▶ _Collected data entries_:
● ● ● ● ● ● ●

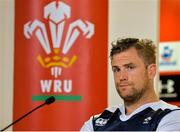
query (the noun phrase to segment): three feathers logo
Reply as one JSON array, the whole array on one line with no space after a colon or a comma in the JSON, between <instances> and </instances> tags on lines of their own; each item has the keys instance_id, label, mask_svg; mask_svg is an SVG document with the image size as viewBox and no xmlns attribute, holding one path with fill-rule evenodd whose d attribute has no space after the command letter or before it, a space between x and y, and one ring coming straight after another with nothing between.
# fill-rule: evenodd
<instances>
[{"instance_id":1,"label":"three feathers logo","mask_svg":"<svg viewBox=\"0 0 180 132\"><path fill-rule=\"evenodd\" d=\"M58 77L62 74L62 69L73 66L78 59L76 54L68 57L67 53L75 46L80 35L86 39L90 39L94 35L93 23L81 19L69 23L68 19L70 17L71 7L69 5L61 1L53 1L44 7L44 19L48 22L50 36L47 33L47 26L40 20L30 20L24 24L25 38L36 37L46 53L45 57L41 54L37 55L37 61L42 68L48 69L54 78L54 80L40 80L42 93L51 91L52 81L54 81L54 93L62 93L60 88L62 83L64 84L63 90L65 93L72 91L72 80L58 80ZM67 24L68 29L65 31L65 25ZM58 97L62 99L62 96L57 96L56 99ZM34 100L38 100L37 97L34 96Z\"/></svg>"}]
</instances>

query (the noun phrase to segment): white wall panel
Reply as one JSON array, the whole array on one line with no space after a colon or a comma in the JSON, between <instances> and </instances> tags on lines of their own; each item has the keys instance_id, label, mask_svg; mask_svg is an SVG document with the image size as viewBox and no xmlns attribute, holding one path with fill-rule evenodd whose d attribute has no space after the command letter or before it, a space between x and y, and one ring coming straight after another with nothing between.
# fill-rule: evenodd
<instances>
[{"instance_id":1,"label":"white wall panel","mask_svg":"<svg viewBox=\"0 0 180 132\"><path fill-rule=\"evenodd\" d=\"M118 37L149 38L157 43L158 21L158 0L110 0L109 50L111 48L110 42ZM108 105L112 106L119 104L121 99L114 86L110 65L108 70Z\"/></svg>"}]
</instances>

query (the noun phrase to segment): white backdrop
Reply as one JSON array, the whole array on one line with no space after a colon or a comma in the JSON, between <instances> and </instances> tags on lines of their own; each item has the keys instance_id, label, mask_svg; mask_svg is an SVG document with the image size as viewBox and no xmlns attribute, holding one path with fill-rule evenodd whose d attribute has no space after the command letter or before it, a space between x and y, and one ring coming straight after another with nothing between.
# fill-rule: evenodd
<instances>
[{"instance_id":1,"label":"white backdrop","mask_svg":"<svg viewBox=\"0 0 180 132\"><path fill-rule=\"evenodd\" d=\"M109 50L110 42L122 36L151 38L157 43L158 20L158 0L109 0ZM13 42L14 0L0 0L0 129L12 122ZM108 66L108 106L112 106L121 99L114 87L110 63Z\"/></svg>"}]
</instances>

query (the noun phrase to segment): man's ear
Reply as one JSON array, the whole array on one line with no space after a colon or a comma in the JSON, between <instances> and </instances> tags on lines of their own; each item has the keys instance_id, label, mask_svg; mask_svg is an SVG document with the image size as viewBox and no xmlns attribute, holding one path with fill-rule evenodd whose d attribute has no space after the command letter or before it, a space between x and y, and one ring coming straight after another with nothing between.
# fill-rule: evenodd
<instances>
[{"instance_id":1,"label":"man's ear","mask_svg":"<svg viewBox=\"0 0 180 132\"><path fill-rule=\"evenodd\" d=\"M154 79L155 75L156 75L156 64L150 64L148 66L148 76L150 79Z\"/></svg>"}]
</instances>

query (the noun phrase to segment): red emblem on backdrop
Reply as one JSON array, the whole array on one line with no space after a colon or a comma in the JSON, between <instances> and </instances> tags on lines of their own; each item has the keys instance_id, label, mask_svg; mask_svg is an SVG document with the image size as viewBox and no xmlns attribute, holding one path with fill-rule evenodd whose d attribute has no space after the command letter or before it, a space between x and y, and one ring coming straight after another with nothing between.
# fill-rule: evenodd
<instances>
[{"instance_id":1,"label":"red emblem on backdrop","mask_svg":"<svg viewBox=\"0 0 180 132\"><path fill-rule=\"evenodd\" d=\"M14 130L79 130L107 105L107 1L15 4L14 120L57 101Z\"/></svg>"}]
</instances>

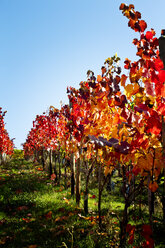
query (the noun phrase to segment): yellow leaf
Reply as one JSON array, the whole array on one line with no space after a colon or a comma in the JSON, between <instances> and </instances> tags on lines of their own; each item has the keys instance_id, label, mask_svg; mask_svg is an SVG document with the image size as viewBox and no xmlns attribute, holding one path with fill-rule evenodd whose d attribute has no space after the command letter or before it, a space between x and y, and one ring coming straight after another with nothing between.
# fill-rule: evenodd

● ● ● ● ● ● ●

Your copy of the records above should be exact and contain no pictures.

▶ _Exercise response_:
query (the noun phrase to segment): three feathers logo
Reply as one JSON array, the whole array on one line with no space after a colon or a comma in the JSON, between <instances> and </instances> tags on lines of their own; each item has the keys instance_id, label, mask_svg; mask_svg is an SVG document with the image size as viewBox and no xmlns attribute, holding one path with fill-rule evenodd whose d attribute has no space after the command letter or before it, a space between x and y, and one ring coming straight after another with nothing between.
# fill-rule: evenodd
<instances>
[{"instance_id":1,"label":"three feathers logo","mask_svg":"<svg viewBox=\"0 0 180 132\"><path fill-rule=\"evenodd\" d=\"M58 77L62 74L62 69L73 66L78 59L76 54L68 57L67 53L75 46L80 35L86 39L90 39L94 35L93 23L81 19L69 23L68 19L70 17L71 7L69 5L61 1L53 1L44 7L44 19L48 22L50 36L47 33L47 26L40 20L30 20L24 24L25 38L36 37L46 53L45 57L41 54L37 55L37 61L42 68L48 69L54 78L54 80L40 80L42 93L51 91L52 81L54 81L54 93L62 93L60 88L62 83L64 84L63 90L65 93L72 91L72 80L58 80ZM67 24L68 29L65 31L65 25ZM58 97L62 99L62 96L57 96L56 99ZM34 100L38 100L37 97L34 96Z\"/></svg>"}]
</instances>

query (the noun phrase to segment): white wall panel
Reply as one JSON array, the whole array on one line with no space after a colon or a comma in the JSON, between <instances> and </instances> tags on lines of their own; each item has the keys instance_id, label, mask_svg; mask_svg is an SVG document with the image size as viewBox and no xmlns attribute, holding one path with fill-rule evenodd whose d attribute has no space after the command letter or before it, a space between x and y, and one ring coming straight after another with nothing between.
# fill-rule: evenodd
<instances>
[{"instance_id":1,"label":"white wall panel","mask_svg":"<svg viewBox=\"0 0 180 132\"><path fill-rule=\"evenodd\" d=\"M118 37L149 38L157 43L158 21L158 0L110 0L109 50L111 48L110 42ZM108 105L112 106L119 104L121 99L114 86L110 65L108 70Z\"/></svg>"}]
</instances>

query (the noun phrase to segment): white backdrop
Reply as one JSON array, the whole array on one line with no space after a colon or a comma in the JSON, between <instances> and </instances> tags on lines of their own; each item has the keys instance_id, label, mask_svg; mask_svg is an SVG document with the image size as viewBox and no xmlns attribute, holding one path with fill-rule evenodd whose d attribute has no space after the command letter or before it, a space between x and y, and one ring coming straight after another with nothing between.
# fill-rule: evenodd
<instances>
[{"instance_id":1,"label":"white backdrop","mask_svg":"<svg viewBox=\"0 0 180 132\"><path fill-rule=\"evenodd\" d=\"M109 50L110 42L122 36L151 38L157 43L158 20L158 0L109 0ZM13 42L14 0L0 0L0 129L12 122ZM108 66L108 106L112 106L121 99L114 87L110 63Z\"/></svg>"}]
</instances>

query (the noun phrase to segment): man's ear
Reply as one JSON array, the whole array on one line with no space after a colon or a comma in the JSON, between <instances> and </instances> tags on lines of their own; each item has the keys instance_id, label, mask_svg; mask_svg is an SVG document with the image size as viewBox and no xmlns attribute, holding one path with fill-rule evenodd whose d attribute has no space after the command letter or before it, a space between x and y, and one ring coming straight after another with nothing between.
# fill-rule: evenodd
<instances>
[{"instance_id":1,"label":"man's ear","mask_svg":"<svg viewBox=\"0 0 180 132\"><path fill-rule=\"evenodd\" d=\"M154 79L155 75L156 75L156 64L150 64L148 66L148 76L150 79Z\"/></svg>"}]
</instances>

query (the noun phrase to segment): red emblem on backdrop
Reply as one JSON array, the whole array on one line with no space after a colon or a comma in the JSON, between <instances> and </instances> tags on lines of their own; each item has the keys instance_id, label, mask_svg; mask_svg is an SVG document with the image size as viewBox and no xmlns attribute, holding one path with fill-rule evenodd whose d attribute has no space after the command letter or before it, a space between x and y, and one ring coming straight after another with nothing between.
# fill-rule: evenodd
<instances>
[{"instance_id":1,"label":"red emblem on backdrop","mask_svg":"<svg viewBox=\"0 0 180 132\"><path fill-rule=\"evenodd\" d=\"M14 130L79 130L107 105L107 1L15 4L14 120L57 101Z\"/></svg>"}]
</instances>

query (the noun phrase to segment): yellow leaf
Reply as one JSON array, the whole array on one line with no space after a colon or a comma in the JSON, between <instances> and </instances> tags on lines of their own; each item has the keys instance_id, label, mask_svg; mask_svg is an SVG document with the image size as viewBox and no xmlns attribute, holding one path with fill-rule evenodd whose d attribute has no space after the command letter or before it, a space between x and y, and one ring coming straight after another with nothing between.
# fill-rule: evenodd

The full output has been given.